TRY IT
Check every line below for the word "blue" and give only the number of lines where it appears.

───── DATA EXTRACTS

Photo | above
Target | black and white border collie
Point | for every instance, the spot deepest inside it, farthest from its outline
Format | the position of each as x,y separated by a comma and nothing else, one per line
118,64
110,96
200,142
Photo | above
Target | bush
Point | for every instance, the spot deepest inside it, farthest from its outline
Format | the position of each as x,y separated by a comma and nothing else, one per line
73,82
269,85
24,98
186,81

──────────
───── DATA EXTRACTS

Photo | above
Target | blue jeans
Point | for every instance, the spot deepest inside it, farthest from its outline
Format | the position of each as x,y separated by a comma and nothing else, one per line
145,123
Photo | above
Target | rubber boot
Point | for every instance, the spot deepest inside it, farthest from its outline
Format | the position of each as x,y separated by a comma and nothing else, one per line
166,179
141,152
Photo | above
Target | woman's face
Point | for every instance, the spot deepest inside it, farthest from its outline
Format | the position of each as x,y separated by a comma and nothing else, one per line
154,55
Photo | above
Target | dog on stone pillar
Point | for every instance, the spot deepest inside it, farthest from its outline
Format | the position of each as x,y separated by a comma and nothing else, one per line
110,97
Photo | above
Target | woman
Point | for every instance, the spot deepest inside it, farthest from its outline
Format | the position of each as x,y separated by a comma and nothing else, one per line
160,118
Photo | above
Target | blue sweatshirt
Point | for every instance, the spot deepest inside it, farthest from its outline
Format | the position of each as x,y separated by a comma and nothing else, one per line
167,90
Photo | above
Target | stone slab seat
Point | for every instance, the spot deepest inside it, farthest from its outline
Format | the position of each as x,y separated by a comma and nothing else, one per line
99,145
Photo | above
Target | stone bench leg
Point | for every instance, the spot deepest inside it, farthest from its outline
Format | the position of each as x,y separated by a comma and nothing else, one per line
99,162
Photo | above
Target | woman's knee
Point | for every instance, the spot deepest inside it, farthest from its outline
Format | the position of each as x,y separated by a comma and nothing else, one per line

──────────
───── DATA EXTRACTS

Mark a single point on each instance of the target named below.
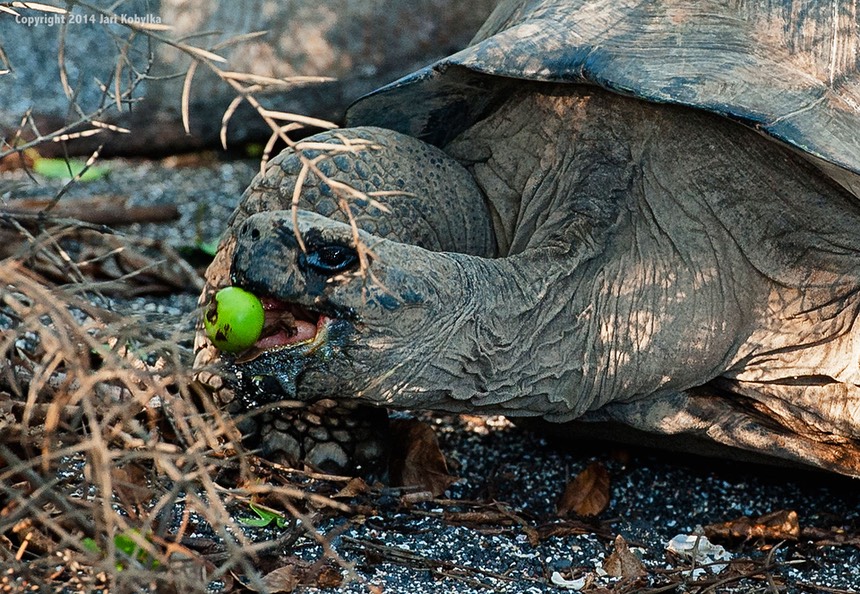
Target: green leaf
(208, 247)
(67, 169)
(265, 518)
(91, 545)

──────────

YOUR SOLUTION
2